— BEGIN RECORD LIST —

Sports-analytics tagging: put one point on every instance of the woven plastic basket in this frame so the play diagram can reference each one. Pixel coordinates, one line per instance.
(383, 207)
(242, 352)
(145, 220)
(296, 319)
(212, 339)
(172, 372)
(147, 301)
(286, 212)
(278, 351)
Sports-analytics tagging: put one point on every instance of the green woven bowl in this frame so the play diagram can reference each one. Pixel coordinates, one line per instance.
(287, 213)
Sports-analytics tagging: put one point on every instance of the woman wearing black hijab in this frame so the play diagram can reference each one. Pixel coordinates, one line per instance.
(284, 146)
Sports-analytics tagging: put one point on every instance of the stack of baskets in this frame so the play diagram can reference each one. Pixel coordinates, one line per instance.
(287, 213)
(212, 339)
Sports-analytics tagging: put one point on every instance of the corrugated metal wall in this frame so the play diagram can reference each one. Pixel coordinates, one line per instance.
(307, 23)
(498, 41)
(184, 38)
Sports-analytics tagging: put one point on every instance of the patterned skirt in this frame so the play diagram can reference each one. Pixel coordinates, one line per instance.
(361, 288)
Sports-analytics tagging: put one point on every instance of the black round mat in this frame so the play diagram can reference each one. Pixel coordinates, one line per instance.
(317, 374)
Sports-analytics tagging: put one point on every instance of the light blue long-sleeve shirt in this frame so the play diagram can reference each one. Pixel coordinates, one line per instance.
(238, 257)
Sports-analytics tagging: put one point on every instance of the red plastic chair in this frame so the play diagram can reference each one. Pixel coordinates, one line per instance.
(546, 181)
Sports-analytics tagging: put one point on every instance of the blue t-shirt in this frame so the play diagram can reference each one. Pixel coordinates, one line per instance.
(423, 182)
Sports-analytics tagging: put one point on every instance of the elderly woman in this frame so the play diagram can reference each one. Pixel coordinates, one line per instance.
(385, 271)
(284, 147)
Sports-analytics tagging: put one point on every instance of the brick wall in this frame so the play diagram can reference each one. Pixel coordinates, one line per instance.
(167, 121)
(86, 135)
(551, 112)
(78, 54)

— END RECORD LIST —

## [TASK DESCRIPTION]
Change "play diagram" to "match diagram" wherever it appears in the material above, and give the material again with everything else left as it is.

## [TASK RESPONSE]
Sports-analytics tagging: put one point on every instance of the woven plastic basket in this frame so the match diagram can reference each one. Pixel coordinates, one line per instance.
(383, 207)
(242, 352)
(145, 220)
(296, 319)
(212, 339)
(172, 372)
(147, 301)
(286, 212)
(278, 351)
Sports-analytics tagging: put one point on every instance of the green woven bowl in this frame so the match diagram can reference each one. Pixel coordinates, one line per instance.
(287, 213)
Sports-analytics tagging: put one point on every instance of the woman wearing black hijab in this frame so the match diagram can reference each one. Pixel coordinates, one line per instance.
(284, 146)
Sports-analytics tagging: put one point on every instance of the stack of baskets in this frame so the match diagram can reference each one. Pixel coordinates, one line per instance.
(287, 213)
(212, 339)
Sports-analytics tagging: put one point on every instance of the corrugated metal wall in this frame so the match diagram can reference each one. Pixel coordinates, one line per instance.
(307, 23)
(498, 41)
(184, 38)
Sports-analytics tagging: put one point on every instance of the patterned skirt in this frame so the match diagram can reference each one. Pixel coordinates, one line per instance.
(361, 288)
Sports-analytics tagging: put one point on every instance of the black round mat in this frame so the match diagram can reference each one. Pixel coordinates, one line per instance.
(317, 374)
Sports-analytics tagging: put one point on every instance of the light blue long-sleeve shirt in this frame so the match diagram can reference each one. Pixel coordinates, one line per instance.
(238, 257)
Sports-analytics tagging: put one point on every instance of the red plastic chair in this frame so the match diagram can reference each one. Pixel coordinates, one line per instance.
(546, 181)
Sports-analytics tagging: put one point on every instance of the blue t-shirt in this frame so the match diagram can reference each one. Pixel coordinates, one line per instance.
(423, 182)
Sports-analytics tagging: put one point on every instance of the elderly woman in this frame so the match diagram can reference each one. Pixel coordinates, one line per instance.
(385, 271)
(284, 147)
Sports-analytics tagging: put one point on every instance of the brick wall in this frame so the match diagram can reference each one. Pixel coordinates, one line per instance.
(167, 121)
(86, 135)
(551, 112)
(78, 54)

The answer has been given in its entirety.